Excerto →

- - - -

Artigo de Niklas Albin Svensson
Trump está prestes a anunciar o seu novo pacote tarifário no que designou por “dia da liberdade”. Comentadores, políticos, diplomatas e presidentes de empresas estão a tentar perceber o que está para vir. Trump, como é caraterístico, deixou toda a gente à espera. Mas embora os pormenores não sejam claros, a direção da viagem é.
Trump está a preparar uma série de anúncios para o dia 2 de abril. Os direitos aduaneiros sobre os automóveis, anunciados a 26 de março, já provocaram nervosismo nos mercados, nomeadamente entre as marcas europeias e asiáticas fortemente dependentes do mercado americano.

- - - -

Dados fornecidos →

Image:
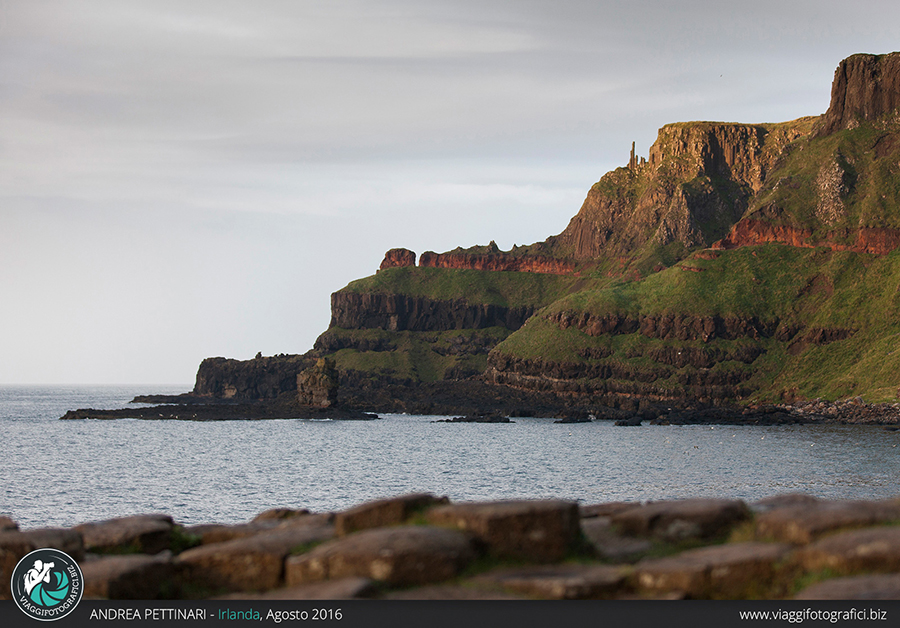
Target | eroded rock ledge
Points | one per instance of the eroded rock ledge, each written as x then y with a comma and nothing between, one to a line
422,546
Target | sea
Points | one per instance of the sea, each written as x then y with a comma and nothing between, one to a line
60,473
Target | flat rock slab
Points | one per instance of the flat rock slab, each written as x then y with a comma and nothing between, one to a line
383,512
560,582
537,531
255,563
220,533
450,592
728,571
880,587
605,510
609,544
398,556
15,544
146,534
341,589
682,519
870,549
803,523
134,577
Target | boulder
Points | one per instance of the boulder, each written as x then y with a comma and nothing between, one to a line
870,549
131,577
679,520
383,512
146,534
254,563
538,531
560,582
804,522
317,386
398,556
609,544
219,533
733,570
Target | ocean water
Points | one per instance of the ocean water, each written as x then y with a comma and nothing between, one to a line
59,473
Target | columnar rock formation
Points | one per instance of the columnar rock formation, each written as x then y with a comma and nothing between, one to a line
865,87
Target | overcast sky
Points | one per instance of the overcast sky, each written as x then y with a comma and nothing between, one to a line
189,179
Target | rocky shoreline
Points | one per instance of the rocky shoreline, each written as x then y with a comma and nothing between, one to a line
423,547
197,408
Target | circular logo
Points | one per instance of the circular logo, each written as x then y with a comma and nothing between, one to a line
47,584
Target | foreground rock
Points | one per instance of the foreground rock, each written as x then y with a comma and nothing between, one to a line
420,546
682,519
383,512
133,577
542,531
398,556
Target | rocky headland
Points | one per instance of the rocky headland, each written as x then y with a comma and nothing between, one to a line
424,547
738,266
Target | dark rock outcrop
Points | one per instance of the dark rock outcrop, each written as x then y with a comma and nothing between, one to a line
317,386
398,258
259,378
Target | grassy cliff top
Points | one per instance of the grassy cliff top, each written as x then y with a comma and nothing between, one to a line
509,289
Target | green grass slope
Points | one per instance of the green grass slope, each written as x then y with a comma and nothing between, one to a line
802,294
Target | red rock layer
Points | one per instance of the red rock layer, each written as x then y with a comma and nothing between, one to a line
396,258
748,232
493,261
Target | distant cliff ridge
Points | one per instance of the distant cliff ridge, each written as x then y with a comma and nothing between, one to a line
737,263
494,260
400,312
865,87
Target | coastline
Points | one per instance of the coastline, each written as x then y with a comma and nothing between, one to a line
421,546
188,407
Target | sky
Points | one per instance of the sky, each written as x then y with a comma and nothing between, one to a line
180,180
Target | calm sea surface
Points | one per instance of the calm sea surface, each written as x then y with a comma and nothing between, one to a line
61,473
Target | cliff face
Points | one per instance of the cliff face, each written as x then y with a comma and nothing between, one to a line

- - - -

Tarefas do exercício →
(1) Transcreva do excerto sobre as tarifas de Trump o trecho que começa com as palavras "Artigo de Niklas" e termina com "do mercado americano.".
(2) Escreva a continuação do excerto sobre as tarifas de Trump, partindo da última frase apresentada.
As entradas não têm qualquer papel neste exercício.

Respostas às tarefas →
(1)
Artigo de Niklas Albin Svensson
Trump está prestes a anunciar o seu novo pacote tarifário no que designou por “dia da liberdade”. Comentadores, políticos, diplomatas e presidentes de empresas estão a tentar perceber o que está para vir. Trump, como é caraterístico, deixou toda a gente à espera. Mas embora os pormenores não sejam claros, a direção da viagem é.
Trump está a preparar uma série de anúncios para o dia 2 de abril. Os direitos aduaneiros sobre os automóveis, anunciados a 26 de março, já provocaram nervosismo nos mercados, nomeadamente entre as marcas europeias e asiáticas fortemente dependentes do mercado americano.

(2)
Trump parece ter-se fixado nos 25% como uma boa taxa para os direitos aduaneiros. Anunciou tarifas a este nível para o México, para o Canadá, para o aço, para o alumínio e, agora, para a indústria automóvel. O seu objetivo é perfeitamente claro: quer forçar as empresas a deslocalizarem a produção para os Estados Unidos, e não apenas a montagem dos veículos, mas também o alumínio, a transmissão, os motores, etc. E não só para os automóveis, embora se trate de uma parte particularmente importante da economia mundial, mas também para os produtos farmacêuticos, etc.
Enquanto o México e o Reino Unido tentaram convencer Trump a retirar as tarifas, a China, a UE, o Japão e o Canadá estão a preparar-se para responder da mesma forma, e Trump ameaçou repetidamente retaliar, incluindo a meio da noite de 26 de março. Esta é a receita para uma guerra comercial. Não seria a primeira guerra comercial em que Trump se envolveria, é claro. Já se envolveu numa com a China no seu primeiro mandato, mas, desta vez, não é apenas a China, mas o mundo inteiro que está a enfrentar.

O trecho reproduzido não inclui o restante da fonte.